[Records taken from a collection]

╭──

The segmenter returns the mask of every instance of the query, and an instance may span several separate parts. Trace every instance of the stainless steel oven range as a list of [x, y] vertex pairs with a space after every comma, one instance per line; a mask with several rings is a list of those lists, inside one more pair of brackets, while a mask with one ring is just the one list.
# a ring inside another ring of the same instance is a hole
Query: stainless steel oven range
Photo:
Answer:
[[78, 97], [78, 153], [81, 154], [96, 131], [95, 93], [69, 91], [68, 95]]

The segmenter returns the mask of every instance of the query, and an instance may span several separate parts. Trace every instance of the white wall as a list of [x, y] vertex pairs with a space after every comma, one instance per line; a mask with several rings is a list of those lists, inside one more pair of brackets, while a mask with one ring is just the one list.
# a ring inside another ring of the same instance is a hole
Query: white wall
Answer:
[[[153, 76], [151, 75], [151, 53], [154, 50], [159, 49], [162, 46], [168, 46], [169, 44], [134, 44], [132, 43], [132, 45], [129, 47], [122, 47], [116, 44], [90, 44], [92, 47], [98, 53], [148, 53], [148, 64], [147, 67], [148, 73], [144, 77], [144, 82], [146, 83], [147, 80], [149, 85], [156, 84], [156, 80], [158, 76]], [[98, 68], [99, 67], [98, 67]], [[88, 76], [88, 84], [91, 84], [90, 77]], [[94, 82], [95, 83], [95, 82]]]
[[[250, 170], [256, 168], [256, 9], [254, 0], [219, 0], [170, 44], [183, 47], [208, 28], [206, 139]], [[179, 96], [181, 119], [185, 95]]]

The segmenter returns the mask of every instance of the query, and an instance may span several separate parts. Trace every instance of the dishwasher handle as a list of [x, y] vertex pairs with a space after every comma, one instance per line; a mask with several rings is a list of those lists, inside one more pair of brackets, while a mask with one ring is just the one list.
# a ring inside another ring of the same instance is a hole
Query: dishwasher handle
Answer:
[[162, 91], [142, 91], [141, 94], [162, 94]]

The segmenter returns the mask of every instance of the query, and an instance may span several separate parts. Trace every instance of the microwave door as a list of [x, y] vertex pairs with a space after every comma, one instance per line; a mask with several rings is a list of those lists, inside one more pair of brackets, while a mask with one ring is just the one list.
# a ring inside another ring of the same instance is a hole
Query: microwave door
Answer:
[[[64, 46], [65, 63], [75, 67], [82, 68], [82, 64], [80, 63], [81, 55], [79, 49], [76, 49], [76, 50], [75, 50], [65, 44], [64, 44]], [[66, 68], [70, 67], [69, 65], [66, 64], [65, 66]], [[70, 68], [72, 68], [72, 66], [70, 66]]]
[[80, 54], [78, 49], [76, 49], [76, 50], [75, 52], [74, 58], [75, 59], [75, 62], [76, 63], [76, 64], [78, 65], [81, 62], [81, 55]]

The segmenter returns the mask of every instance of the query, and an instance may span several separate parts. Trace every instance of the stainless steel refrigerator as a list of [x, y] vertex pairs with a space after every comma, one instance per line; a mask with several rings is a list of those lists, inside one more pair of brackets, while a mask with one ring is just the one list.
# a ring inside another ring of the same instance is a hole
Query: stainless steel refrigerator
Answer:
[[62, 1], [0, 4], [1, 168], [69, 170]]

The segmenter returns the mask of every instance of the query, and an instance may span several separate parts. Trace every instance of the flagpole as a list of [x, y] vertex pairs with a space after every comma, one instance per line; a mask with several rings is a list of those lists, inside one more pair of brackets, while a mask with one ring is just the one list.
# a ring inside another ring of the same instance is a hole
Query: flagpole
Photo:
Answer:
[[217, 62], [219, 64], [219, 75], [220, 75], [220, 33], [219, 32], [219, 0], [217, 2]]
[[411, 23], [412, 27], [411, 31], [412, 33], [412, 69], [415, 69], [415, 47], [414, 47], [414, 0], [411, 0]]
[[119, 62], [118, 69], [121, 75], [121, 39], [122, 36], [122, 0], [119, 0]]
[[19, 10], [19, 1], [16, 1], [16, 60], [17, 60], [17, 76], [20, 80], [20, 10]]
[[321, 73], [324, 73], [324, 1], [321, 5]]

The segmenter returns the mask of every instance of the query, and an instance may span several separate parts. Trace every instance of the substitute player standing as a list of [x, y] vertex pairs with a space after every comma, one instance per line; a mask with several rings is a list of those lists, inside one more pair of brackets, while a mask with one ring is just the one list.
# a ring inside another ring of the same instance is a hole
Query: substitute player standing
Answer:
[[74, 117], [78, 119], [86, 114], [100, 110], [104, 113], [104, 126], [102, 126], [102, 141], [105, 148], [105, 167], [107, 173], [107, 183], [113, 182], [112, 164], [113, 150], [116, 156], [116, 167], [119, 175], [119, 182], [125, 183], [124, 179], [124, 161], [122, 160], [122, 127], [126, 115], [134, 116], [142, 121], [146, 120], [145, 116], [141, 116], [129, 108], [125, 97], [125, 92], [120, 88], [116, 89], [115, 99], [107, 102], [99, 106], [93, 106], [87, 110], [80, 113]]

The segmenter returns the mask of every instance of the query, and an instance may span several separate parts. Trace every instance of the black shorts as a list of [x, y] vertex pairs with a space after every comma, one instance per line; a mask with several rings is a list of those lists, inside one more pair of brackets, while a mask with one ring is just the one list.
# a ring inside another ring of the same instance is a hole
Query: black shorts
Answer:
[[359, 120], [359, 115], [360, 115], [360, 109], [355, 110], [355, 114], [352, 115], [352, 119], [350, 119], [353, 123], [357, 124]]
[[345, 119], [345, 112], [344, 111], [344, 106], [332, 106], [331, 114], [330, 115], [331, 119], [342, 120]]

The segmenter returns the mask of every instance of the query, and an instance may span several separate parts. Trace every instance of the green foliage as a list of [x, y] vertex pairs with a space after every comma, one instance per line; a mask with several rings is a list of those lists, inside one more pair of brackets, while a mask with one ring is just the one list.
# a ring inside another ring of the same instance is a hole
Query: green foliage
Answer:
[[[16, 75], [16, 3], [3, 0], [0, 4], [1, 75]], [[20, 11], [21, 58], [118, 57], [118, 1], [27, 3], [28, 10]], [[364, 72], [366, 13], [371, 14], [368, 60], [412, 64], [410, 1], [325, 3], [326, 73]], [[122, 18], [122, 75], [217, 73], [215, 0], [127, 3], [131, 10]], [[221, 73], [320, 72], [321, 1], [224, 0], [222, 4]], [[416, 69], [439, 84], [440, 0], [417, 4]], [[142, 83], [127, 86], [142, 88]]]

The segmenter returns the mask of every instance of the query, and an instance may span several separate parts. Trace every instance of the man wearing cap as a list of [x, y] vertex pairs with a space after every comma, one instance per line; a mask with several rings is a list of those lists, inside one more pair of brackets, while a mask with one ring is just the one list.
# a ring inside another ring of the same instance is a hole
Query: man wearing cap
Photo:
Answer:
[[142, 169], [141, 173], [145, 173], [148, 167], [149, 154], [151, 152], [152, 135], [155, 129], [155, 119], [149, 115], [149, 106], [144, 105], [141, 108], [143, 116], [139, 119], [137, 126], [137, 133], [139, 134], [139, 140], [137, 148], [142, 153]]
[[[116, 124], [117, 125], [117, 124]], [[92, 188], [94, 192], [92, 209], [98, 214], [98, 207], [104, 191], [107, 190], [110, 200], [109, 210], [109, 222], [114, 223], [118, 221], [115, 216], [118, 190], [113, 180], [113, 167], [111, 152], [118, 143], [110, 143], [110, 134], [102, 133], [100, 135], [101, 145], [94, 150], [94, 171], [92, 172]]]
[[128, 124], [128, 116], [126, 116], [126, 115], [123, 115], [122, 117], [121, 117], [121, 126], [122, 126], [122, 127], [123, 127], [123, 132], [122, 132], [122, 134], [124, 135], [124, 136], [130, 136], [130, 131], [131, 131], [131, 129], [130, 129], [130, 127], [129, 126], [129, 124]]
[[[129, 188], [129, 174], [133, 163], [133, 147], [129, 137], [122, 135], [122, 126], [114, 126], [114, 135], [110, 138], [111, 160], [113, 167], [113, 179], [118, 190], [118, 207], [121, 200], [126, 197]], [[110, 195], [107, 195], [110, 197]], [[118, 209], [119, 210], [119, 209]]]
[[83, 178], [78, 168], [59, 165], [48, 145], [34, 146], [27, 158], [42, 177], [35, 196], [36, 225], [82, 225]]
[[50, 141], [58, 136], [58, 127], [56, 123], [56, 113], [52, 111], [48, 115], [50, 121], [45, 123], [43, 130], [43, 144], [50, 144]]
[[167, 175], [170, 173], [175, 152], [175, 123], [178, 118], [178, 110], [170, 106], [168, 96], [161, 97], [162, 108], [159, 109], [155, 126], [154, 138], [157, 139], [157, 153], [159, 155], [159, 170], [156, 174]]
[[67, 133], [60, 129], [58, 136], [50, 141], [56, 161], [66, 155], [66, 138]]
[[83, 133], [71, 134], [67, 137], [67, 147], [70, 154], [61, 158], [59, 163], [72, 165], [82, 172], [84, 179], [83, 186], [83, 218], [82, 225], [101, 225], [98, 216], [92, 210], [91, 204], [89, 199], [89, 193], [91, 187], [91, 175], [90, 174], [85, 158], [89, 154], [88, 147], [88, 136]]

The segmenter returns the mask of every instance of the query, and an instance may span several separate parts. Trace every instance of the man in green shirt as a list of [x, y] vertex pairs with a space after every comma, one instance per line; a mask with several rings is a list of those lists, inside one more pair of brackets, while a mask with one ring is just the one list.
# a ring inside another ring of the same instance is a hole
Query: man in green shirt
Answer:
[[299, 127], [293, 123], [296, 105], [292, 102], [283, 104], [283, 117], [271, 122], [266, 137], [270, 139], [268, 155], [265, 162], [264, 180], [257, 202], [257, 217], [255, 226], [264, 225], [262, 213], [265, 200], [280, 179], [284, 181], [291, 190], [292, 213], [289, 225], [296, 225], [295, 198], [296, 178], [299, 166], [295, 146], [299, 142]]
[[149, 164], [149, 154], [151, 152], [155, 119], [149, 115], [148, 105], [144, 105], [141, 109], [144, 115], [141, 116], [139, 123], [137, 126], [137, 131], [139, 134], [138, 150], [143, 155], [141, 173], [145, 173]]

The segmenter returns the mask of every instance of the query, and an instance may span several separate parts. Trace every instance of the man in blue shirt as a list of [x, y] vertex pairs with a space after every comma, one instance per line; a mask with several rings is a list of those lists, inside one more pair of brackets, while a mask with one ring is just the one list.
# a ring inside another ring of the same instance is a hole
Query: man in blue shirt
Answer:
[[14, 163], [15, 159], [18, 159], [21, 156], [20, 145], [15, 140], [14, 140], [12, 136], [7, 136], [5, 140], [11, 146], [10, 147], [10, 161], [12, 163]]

╰──
╭──

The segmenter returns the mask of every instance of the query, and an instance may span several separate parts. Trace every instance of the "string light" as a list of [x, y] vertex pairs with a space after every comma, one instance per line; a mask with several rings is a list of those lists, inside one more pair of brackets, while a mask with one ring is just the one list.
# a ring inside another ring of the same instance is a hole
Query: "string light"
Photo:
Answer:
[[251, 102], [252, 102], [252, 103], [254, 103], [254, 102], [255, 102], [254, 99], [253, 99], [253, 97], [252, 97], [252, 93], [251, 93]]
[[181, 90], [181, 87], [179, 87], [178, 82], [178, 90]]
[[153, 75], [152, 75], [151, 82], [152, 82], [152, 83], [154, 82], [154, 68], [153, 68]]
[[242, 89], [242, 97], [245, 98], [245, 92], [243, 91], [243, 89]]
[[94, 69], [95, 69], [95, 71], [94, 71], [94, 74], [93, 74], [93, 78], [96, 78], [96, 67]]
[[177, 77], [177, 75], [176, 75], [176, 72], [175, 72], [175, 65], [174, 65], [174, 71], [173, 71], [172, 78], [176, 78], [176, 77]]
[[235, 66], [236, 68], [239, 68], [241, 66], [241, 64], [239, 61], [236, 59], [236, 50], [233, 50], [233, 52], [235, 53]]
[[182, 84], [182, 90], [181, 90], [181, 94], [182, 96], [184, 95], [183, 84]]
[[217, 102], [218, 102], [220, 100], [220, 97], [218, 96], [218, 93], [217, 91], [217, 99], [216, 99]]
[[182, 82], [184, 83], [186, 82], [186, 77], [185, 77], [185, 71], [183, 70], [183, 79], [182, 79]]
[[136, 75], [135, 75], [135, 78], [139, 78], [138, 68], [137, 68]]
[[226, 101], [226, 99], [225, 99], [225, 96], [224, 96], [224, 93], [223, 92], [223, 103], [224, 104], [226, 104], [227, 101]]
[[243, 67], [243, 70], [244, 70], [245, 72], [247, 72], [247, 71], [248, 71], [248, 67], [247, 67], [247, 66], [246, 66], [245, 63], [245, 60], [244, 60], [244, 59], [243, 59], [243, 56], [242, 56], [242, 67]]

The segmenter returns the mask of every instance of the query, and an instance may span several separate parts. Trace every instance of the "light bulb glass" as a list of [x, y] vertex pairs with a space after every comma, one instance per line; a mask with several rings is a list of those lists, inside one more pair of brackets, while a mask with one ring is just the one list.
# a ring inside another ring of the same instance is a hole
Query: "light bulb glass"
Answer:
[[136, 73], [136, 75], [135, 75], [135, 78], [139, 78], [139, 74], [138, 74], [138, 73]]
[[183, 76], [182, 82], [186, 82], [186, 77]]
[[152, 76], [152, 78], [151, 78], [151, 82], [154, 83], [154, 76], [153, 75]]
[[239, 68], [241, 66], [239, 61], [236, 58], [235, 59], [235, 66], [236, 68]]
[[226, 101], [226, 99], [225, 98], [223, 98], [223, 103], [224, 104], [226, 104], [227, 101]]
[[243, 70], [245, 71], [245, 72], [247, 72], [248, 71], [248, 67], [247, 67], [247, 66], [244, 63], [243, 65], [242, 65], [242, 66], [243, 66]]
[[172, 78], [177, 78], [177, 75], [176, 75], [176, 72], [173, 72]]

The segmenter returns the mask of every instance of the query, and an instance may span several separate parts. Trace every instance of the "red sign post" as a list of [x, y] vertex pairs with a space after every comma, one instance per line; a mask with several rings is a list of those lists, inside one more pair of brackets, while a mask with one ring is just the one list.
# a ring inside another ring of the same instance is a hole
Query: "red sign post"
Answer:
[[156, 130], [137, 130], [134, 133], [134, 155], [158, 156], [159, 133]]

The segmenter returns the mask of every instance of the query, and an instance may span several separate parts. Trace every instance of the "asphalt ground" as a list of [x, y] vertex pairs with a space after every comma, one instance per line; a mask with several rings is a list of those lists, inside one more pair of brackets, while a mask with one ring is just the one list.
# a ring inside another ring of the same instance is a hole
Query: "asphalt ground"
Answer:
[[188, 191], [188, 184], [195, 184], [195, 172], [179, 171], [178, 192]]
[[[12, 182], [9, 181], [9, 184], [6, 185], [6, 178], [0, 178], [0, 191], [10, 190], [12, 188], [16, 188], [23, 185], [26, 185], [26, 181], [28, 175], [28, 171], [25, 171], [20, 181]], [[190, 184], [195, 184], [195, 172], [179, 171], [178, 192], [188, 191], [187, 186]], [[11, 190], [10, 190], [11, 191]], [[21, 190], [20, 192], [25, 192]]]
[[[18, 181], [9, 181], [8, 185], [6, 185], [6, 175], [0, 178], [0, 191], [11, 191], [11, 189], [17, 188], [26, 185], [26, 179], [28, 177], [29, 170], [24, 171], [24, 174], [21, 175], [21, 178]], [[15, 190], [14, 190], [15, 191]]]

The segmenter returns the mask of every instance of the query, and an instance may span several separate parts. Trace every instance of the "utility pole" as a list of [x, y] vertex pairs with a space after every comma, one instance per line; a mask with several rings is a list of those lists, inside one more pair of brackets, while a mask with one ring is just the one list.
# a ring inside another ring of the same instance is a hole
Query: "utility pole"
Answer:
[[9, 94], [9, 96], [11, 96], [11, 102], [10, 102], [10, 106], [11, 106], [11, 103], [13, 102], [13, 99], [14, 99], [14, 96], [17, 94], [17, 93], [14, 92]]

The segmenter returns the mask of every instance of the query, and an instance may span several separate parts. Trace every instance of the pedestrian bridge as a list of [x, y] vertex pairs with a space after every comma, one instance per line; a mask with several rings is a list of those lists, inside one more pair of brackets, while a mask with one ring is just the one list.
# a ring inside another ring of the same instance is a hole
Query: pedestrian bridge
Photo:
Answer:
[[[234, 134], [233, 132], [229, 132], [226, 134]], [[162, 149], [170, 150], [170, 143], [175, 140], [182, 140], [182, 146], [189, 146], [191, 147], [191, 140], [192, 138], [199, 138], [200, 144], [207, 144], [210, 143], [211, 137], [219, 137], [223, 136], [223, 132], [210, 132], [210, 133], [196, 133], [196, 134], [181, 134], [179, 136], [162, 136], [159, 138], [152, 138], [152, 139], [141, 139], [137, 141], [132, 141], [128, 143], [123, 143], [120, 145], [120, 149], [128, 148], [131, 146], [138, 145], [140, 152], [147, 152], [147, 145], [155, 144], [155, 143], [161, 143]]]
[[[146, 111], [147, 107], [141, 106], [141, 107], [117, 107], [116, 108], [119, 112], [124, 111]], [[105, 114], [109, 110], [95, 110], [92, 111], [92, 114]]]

╰──
╭──

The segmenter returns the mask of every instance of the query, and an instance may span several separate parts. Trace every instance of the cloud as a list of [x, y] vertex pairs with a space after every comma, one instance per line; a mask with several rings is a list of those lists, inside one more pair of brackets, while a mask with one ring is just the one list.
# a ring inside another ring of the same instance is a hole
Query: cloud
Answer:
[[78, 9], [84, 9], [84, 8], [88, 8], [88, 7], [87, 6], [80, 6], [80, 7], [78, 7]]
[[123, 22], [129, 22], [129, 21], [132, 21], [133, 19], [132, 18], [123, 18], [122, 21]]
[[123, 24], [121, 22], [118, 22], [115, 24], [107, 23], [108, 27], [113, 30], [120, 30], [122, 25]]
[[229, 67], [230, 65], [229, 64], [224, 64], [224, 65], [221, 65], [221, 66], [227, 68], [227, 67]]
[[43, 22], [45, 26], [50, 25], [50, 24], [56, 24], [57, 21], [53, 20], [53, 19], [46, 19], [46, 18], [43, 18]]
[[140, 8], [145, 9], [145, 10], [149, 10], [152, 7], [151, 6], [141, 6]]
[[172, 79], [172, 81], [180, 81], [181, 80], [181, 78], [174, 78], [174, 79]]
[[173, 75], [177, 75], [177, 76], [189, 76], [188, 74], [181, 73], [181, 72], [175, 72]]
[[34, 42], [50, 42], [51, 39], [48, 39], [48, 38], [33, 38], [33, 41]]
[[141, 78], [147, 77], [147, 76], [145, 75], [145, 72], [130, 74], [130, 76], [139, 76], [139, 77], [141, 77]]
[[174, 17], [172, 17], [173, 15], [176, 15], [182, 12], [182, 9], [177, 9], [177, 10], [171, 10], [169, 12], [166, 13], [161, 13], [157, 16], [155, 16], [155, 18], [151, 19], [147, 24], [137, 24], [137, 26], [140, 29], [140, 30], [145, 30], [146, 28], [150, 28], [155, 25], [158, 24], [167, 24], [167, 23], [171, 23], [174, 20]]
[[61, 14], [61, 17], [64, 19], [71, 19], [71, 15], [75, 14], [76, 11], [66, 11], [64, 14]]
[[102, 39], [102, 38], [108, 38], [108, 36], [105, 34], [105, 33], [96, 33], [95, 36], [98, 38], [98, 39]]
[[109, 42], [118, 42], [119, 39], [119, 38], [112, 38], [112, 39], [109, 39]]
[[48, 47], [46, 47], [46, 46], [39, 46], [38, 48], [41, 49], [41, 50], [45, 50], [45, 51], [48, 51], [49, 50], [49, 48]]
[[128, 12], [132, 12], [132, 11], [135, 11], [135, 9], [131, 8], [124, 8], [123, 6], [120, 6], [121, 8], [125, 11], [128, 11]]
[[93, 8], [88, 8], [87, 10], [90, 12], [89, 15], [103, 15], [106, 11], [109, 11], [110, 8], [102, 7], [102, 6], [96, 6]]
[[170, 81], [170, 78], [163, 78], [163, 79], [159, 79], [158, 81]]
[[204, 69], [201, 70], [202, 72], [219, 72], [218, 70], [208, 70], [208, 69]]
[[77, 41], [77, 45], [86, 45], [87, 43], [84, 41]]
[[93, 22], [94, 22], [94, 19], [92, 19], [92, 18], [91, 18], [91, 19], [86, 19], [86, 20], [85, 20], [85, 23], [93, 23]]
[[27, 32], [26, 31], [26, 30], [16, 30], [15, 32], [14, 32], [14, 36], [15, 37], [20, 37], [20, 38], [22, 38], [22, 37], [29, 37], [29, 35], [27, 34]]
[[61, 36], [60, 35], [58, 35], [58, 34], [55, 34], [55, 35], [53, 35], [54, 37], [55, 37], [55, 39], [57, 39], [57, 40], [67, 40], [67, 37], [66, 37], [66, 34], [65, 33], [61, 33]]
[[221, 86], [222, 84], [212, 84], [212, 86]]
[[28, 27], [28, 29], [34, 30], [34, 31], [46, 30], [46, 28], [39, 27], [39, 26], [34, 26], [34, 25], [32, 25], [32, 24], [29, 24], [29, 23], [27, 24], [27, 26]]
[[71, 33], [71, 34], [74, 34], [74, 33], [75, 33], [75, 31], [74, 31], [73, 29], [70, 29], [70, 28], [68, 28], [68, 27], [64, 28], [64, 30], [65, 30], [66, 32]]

╰──

Change "foliage" to "leaves" in the data, starting at the line that contains "of the black" and stopping after the line that contains "86], [142, 88]]]". Reproduce those lines with everything else unchanged.

• _EXERCISE RESPONSE_
The segmenter returns the mask of every instance of the query, and an instance may span several separate parts. Trace every instance of the black shorts as a list of [x, y] vertex pairs with a space after every comma, one instance per line; a mask with several rings is a list of those lists, inside one more pair of brackets, while a mask with one ring is just the one list.
# a ring inside another ring of the same instance is a hole
Query: black shorts
Answer:
[[359, 120], [359, 115], [360, 115], [360, 109], [355, 110], [355, 114], [352, 115], [352, 119], [350, 119], [353, 123], [357, 124]]
[[345, 119], [345, 112], [344, 111], [344, 106], [332, 106], [331, 114], [330, 115], [331, 119], [342, 120]]

The segmenter returns the mask of every instance of the query, and an instance may span several separate parts. Trace every instance of the green leaves as a list of [x, y] vertex pairs with a space after every comma, one instance per line; a mask with several rings is a list of those lists, inside one more pair of brackets, while a mask with one ring is just the one list.
# a ring inside another ring of the same instance is a hole
Query: green leaves
Answer:
[[[16, 75], [16, 3], [3, 0], [0, 4], [1, 75]], [[20, 11], [21, 58], [118, 57], [118, 1], [27, 3], [28, 10]], [[364, 72], [366, 13], [371, 14], [368, 60], [412, 64], [410, 1], [325, 3], [326, 73]], [[122, 18], [122, 75], [217, 73], [215, 0], [127, 3], [131, 10]], [[221, 73], [320, 72], [321, 1], [224, 0], [222, 4]], [[416, 69], [439, 84], [440, 0], [417, 4]], [[142, 83], [127, 86], [142, 88]]]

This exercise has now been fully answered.